** BEGIN Dataset entries **
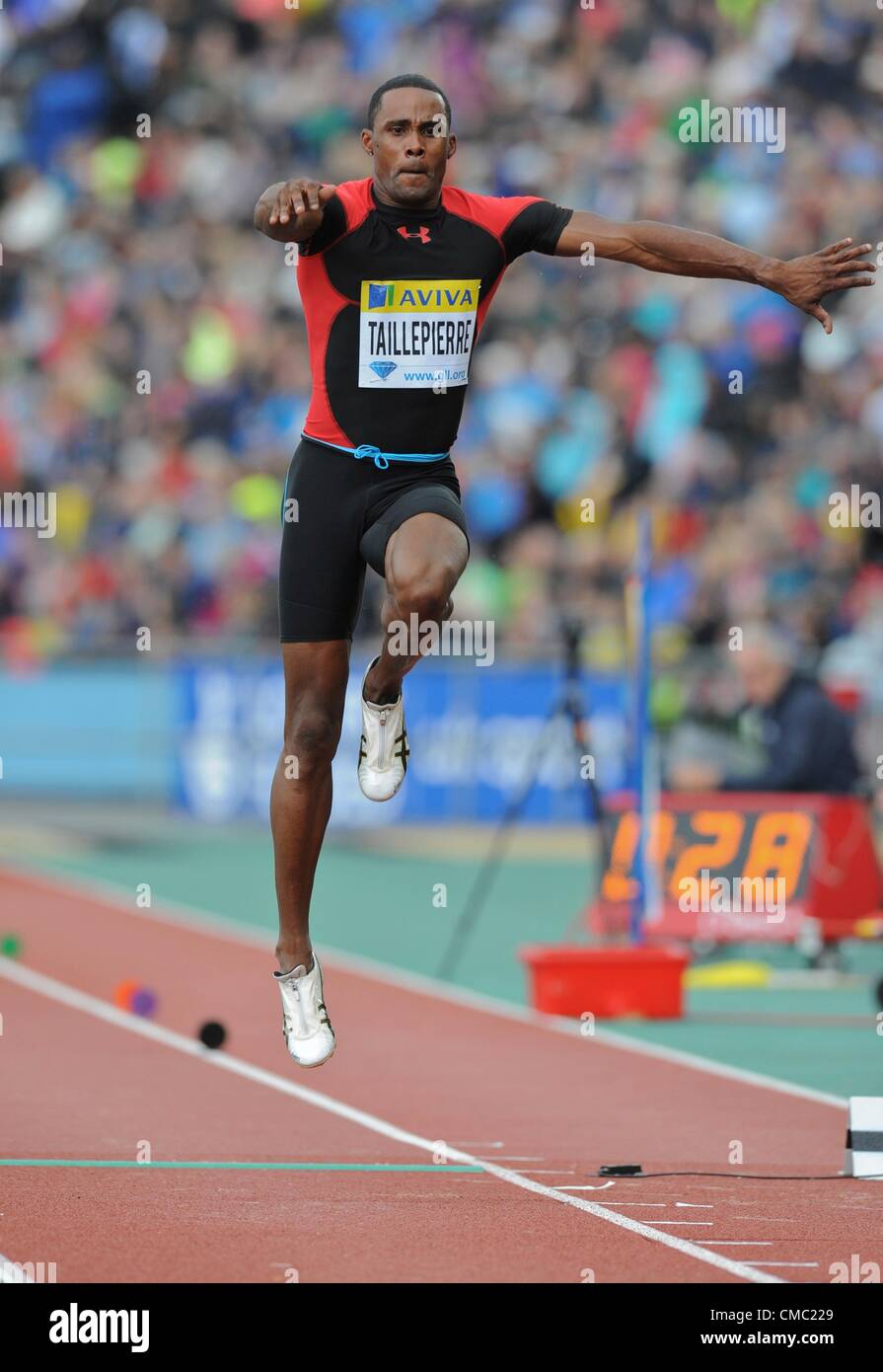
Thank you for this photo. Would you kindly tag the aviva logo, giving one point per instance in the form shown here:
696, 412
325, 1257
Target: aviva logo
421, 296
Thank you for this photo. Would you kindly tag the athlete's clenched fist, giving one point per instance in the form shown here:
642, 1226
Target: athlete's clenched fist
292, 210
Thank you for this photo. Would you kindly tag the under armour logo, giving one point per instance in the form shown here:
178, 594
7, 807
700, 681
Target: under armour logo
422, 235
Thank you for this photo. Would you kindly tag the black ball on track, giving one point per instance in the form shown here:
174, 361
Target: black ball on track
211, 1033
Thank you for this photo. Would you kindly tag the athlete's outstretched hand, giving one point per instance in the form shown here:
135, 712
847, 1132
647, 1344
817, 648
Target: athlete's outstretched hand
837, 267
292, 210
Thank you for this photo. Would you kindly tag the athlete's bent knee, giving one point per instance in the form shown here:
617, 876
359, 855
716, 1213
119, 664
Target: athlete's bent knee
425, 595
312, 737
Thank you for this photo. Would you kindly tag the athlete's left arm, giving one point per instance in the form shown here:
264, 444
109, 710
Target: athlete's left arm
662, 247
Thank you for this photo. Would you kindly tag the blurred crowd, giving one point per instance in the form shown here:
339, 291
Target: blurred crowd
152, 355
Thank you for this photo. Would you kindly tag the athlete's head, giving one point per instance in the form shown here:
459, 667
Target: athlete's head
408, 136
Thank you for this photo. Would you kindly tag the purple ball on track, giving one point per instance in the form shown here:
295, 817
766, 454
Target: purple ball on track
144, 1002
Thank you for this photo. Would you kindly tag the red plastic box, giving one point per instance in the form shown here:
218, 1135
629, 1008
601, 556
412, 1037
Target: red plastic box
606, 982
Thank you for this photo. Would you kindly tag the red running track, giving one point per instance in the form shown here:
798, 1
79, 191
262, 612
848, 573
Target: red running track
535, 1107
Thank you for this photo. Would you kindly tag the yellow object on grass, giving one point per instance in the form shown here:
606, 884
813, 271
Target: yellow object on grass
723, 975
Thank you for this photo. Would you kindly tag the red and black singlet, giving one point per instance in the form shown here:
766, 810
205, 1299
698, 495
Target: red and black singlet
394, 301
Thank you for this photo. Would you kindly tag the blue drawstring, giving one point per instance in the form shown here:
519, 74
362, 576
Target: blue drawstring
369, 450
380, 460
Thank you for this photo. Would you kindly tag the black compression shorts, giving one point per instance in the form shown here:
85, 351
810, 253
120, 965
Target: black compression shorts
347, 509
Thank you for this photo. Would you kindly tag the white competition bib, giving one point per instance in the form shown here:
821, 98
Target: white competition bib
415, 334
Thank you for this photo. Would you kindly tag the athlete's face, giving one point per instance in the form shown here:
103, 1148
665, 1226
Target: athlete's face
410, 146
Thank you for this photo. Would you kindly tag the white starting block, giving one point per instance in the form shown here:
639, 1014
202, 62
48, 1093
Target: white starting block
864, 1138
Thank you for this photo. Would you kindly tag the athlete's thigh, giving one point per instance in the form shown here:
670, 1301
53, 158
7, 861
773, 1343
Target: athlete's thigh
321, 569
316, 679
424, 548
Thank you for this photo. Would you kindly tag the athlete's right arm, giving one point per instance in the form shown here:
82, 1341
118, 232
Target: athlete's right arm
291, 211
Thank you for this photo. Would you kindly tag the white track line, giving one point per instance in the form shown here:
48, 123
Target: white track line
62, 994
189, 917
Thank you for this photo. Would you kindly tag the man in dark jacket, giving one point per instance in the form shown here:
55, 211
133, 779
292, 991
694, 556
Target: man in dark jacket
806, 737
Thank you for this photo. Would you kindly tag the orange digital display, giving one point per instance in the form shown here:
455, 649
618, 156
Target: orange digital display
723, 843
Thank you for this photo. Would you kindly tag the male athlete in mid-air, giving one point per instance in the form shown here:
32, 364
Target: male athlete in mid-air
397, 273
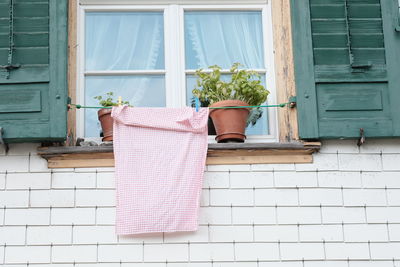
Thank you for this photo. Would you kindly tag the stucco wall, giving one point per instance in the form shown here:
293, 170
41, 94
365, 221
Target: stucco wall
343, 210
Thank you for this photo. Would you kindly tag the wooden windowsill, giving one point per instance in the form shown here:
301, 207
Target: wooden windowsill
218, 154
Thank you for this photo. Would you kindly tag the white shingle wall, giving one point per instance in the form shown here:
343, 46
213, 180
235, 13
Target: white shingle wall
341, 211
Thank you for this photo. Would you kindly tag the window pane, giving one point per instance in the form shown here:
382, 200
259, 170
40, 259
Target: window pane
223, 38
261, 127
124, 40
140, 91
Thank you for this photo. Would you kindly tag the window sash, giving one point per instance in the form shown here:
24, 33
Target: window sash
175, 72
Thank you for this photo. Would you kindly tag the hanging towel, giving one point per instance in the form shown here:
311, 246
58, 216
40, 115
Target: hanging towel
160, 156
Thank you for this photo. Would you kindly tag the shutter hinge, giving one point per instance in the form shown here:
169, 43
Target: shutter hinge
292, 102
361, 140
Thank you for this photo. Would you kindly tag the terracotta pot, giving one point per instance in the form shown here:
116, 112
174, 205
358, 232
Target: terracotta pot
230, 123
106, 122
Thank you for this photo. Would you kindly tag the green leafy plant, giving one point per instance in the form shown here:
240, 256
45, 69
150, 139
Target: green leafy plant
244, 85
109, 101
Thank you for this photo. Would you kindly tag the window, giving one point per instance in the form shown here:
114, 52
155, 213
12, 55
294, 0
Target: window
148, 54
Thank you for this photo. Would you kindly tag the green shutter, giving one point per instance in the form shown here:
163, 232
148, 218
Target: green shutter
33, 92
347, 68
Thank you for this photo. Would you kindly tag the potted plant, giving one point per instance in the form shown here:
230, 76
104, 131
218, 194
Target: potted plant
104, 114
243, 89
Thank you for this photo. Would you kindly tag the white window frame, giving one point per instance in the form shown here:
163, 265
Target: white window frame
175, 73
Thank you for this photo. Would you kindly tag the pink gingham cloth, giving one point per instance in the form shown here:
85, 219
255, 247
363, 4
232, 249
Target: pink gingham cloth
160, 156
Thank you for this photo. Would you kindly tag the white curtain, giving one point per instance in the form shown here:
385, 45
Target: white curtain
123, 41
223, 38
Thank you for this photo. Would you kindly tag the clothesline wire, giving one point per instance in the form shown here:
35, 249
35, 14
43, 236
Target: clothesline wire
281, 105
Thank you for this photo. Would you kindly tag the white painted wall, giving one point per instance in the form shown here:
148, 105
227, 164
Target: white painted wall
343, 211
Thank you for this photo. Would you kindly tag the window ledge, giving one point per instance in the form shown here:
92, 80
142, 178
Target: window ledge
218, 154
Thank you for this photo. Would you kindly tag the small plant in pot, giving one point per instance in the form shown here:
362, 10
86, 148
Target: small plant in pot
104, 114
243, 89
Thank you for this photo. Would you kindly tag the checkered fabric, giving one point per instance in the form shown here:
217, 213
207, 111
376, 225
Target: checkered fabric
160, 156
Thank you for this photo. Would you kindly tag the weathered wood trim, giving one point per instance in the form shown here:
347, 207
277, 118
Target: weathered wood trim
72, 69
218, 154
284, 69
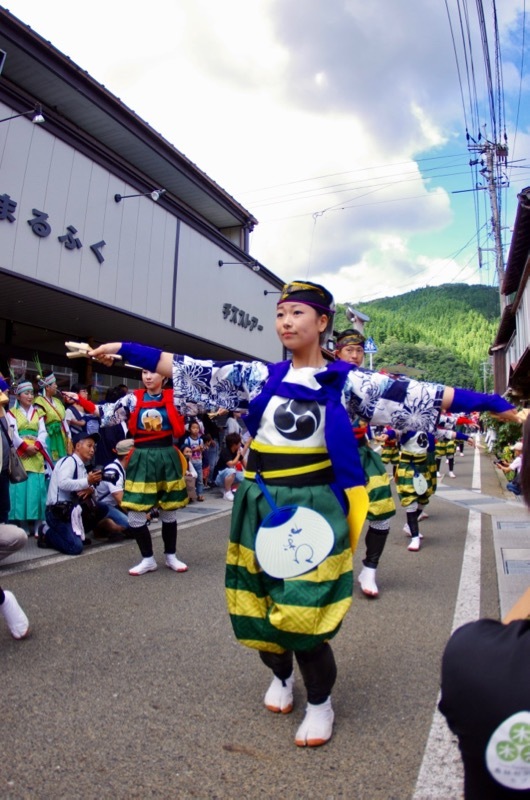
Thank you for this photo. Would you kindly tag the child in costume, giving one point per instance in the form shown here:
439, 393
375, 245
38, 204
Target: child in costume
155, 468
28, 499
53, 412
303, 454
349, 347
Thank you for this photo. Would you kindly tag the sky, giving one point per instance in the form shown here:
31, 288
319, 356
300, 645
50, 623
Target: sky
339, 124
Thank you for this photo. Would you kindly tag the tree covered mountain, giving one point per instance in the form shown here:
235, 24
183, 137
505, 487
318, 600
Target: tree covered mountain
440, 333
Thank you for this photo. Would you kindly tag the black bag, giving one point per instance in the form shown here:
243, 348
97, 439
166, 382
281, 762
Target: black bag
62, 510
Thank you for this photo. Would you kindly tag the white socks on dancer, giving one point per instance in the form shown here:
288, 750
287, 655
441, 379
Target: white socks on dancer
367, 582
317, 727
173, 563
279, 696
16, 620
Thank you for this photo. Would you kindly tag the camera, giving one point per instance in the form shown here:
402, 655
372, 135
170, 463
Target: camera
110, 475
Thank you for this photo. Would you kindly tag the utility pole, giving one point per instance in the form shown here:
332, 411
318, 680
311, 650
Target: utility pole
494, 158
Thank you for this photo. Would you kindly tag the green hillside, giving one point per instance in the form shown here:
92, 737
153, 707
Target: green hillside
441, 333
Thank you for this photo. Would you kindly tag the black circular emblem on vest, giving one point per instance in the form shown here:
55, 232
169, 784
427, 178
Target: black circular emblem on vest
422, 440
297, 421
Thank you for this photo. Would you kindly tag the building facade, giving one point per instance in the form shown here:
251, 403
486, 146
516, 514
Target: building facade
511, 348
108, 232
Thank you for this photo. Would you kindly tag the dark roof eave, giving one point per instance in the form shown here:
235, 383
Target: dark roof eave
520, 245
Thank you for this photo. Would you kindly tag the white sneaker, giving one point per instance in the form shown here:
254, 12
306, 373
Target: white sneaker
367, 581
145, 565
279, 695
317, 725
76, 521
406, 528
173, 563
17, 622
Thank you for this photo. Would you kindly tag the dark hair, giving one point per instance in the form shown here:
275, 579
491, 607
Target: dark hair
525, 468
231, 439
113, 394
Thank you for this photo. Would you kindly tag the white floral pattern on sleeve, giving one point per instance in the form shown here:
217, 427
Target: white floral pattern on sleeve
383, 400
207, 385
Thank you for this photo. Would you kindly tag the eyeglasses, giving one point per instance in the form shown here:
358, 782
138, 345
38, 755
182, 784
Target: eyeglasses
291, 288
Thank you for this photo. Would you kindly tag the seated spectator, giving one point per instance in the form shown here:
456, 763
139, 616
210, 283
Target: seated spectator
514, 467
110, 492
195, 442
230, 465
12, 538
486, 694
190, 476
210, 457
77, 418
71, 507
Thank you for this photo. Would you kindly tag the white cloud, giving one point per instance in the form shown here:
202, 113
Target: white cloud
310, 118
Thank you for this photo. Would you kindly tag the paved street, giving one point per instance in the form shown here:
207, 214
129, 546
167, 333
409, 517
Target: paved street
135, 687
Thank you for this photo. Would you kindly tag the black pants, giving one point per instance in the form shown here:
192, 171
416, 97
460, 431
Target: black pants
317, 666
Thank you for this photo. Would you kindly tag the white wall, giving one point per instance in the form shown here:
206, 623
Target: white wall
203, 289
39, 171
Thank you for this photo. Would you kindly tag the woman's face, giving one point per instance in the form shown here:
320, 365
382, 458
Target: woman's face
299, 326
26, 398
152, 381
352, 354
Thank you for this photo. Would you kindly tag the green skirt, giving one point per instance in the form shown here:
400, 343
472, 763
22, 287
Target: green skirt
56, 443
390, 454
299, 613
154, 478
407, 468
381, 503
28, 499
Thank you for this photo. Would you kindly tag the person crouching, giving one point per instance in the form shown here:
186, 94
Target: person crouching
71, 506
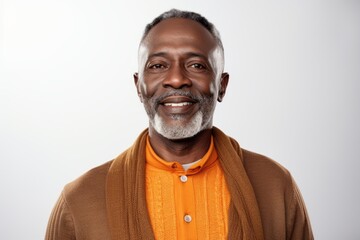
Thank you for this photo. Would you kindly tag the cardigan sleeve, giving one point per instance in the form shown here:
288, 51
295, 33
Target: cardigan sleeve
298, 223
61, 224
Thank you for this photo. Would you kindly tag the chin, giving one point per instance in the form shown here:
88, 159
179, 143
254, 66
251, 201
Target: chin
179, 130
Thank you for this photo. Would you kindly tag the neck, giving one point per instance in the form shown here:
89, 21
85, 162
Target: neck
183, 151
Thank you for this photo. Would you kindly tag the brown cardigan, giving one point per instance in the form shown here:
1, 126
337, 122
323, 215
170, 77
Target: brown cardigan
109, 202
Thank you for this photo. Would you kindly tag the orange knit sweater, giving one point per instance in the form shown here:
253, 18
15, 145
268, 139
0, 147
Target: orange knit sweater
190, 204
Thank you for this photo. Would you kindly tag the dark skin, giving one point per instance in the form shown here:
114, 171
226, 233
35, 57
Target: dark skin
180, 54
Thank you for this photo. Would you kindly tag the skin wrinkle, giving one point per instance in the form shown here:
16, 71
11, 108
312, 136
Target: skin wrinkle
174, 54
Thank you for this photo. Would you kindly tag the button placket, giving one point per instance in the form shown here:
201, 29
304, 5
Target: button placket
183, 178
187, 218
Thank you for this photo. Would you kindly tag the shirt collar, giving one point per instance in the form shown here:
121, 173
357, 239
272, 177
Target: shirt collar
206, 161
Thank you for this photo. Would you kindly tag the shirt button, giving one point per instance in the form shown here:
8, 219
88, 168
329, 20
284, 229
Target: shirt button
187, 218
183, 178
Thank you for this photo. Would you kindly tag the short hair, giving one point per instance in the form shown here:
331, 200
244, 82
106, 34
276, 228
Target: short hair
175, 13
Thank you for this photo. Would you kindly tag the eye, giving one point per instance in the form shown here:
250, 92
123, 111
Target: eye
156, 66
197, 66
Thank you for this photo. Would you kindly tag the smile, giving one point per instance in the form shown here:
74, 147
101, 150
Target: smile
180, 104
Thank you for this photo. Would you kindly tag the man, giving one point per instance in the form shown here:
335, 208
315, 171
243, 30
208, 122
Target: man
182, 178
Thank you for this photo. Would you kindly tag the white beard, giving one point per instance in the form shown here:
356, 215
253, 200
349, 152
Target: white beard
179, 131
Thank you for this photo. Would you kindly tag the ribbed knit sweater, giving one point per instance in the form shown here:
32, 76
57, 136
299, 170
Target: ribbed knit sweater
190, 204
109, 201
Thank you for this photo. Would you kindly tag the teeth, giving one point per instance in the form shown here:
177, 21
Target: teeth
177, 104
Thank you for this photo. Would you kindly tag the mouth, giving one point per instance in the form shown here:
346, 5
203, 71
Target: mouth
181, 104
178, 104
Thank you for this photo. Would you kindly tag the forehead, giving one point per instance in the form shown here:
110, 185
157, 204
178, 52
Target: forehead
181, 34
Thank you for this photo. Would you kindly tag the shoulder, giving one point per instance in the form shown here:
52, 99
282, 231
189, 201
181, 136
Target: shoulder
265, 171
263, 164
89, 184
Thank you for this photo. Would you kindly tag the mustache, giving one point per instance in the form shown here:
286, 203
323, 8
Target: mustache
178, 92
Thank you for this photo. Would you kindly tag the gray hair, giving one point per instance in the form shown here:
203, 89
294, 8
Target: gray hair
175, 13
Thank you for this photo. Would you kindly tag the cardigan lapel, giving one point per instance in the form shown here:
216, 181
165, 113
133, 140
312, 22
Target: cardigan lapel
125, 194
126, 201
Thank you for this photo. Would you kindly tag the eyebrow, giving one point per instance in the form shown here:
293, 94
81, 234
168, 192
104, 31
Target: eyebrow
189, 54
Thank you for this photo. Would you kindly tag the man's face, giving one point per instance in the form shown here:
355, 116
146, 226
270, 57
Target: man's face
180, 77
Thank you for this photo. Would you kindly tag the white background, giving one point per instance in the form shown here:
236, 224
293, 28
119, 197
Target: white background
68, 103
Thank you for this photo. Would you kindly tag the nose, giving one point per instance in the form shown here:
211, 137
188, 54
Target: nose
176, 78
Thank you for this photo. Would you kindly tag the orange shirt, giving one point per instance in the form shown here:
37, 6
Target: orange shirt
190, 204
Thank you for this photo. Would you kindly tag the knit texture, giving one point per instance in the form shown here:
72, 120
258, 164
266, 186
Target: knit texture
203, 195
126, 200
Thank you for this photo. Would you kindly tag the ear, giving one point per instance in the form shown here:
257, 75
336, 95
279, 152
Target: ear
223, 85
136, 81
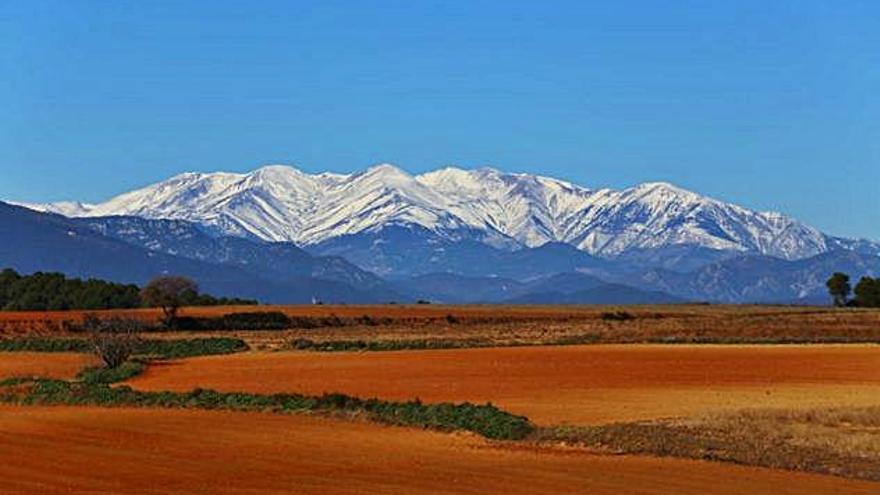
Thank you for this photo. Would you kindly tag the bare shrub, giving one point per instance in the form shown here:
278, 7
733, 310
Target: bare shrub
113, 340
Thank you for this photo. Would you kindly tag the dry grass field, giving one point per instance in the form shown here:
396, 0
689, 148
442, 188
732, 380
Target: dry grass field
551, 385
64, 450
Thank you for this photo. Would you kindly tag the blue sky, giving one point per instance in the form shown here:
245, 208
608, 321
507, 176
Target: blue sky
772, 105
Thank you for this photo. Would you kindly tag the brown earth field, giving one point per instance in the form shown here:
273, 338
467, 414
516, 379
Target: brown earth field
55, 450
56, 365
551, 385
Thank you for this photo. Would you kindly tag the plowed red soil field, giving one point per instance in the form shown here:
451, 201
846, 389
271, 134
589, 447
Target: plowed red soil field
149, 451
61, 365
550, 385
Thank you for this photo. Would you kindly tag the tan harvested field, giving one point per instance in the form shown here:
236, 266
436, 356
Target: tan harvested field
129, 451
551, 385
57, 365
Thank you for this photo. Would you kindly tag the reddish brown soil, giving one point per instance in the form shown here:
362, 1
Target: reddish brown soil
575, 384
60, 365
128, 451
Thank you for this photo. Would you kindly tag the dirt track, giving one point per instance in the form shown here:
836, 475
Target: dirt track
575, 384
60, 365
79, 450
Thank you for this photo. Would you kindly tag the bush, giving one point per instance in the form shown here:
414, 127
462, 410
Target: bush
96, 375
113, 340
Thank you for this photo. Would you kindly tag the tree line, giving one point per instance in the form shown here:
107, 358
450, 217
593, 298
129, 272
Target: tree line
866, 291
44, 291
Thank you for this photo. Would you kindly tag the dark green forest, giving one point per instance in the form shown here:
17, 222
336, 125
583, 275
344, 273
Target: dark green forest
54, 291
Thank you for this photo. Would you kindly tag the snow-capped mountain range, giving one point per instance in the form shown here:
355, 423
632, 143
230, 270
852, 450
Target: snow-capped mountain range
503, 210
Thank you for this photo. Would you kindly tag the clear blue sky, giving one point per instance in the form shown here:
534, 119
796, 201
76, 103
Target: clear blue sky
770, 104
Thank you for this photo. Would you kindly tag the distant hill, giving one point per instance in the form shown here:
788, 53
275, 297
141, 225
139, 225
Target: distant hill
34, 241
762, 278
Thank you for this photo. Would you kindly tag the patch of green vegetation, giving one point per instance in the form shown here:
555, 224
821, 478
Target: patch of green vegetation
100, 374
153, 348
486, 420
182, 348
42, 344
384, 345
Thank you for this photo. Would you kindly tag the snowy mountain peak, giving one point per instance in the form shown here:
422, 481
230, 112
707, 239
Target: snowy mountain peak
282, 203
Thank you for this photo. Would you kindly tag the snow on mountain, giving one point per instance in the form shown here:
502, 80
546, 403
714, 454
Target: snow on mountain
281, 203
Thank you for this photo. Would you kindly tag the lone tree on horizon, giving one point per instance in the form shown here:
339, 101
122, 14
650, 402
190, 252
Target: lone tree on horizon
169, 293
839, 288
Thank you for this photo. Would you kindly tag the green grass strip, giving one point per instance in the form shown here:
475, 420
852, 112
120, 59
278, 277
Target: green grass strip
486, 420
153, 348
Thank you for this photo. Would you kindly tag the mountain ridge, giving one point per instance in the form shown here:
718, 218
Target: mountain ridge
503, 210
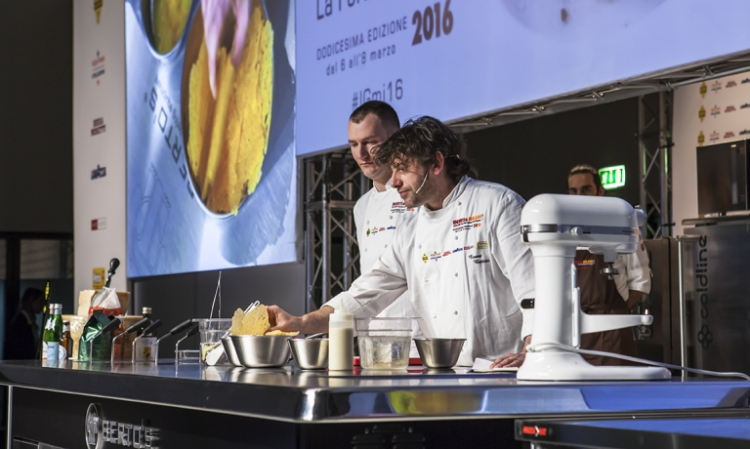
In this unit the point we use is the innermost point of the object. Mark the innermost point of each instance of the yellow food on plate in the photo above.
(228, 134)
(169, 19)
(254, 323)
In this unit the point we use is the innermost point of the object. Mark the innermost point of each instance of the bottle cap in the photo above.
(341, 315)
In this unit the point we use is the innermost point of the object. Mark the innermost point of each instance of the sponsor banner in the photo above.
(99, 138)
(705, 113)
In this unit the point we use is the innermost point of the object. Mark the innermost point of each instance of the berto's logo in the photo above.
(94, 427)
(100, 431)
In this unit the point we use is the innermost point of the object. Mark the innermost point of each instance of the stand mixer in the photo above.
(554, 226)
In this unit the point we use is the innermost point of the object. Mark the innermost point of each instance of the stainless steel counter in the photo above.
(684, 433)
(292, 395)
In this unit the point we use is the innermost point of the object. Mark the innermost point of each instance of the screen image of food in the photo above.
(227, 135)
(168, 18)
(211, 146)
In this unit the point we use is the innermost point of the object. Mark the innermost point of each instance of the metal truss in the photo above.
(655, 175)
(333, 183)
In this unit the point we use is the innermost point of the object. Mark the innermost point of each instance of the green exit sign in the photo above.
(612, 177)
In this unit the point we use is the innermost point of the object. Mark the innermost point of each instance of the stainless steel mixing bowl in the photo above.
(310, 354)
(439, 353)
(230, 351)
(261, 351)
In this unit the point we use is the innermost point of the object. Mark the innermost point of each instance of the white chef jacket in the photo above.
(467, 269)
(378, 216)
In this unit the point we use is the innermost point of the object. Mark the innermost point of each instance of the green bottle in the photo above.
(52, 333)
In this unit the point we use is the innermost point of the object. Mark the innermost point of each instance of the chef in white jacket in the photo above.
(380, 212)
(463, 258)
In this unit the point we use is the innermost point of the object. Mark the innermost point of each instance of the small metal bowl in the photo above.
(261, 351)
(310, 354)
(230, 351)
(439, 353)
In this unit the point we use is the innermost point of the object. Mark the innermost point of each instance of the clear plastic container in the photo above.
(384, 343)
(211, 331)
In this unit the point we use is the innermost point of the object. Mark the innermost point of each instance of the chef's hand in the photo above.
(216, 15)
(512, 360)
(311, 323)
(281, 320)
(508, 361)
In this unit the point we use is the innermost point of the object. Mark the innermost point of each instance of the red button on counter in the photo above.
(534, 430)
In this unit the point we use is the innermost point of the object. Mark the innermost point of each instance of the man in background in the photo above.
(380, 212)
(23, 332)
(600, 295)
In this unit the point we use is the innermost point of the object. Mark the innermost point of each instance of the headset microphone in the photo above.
** END Dataset entries **
▶ [Goal of the exercise] Write out again, exactly, the lines from the one holding "on counter in the photo above." through the end of the listing, with both ends included.

▶ [Problem solution]
In this unit the point we use is the innermost point of the object. Mark the innermost point of each instance of the red button on counter in the photo above.
(534, 430)
In this unit the point we use is the innermost point of the object. Mark the innermost point of each instance of the man in background in the photo above.
(380, 212)
(23, 332)
(600, 295)
In this unit the point we use is the innermost point of the object. Mark the innermost point of each instance of the headset microphone in the photo above.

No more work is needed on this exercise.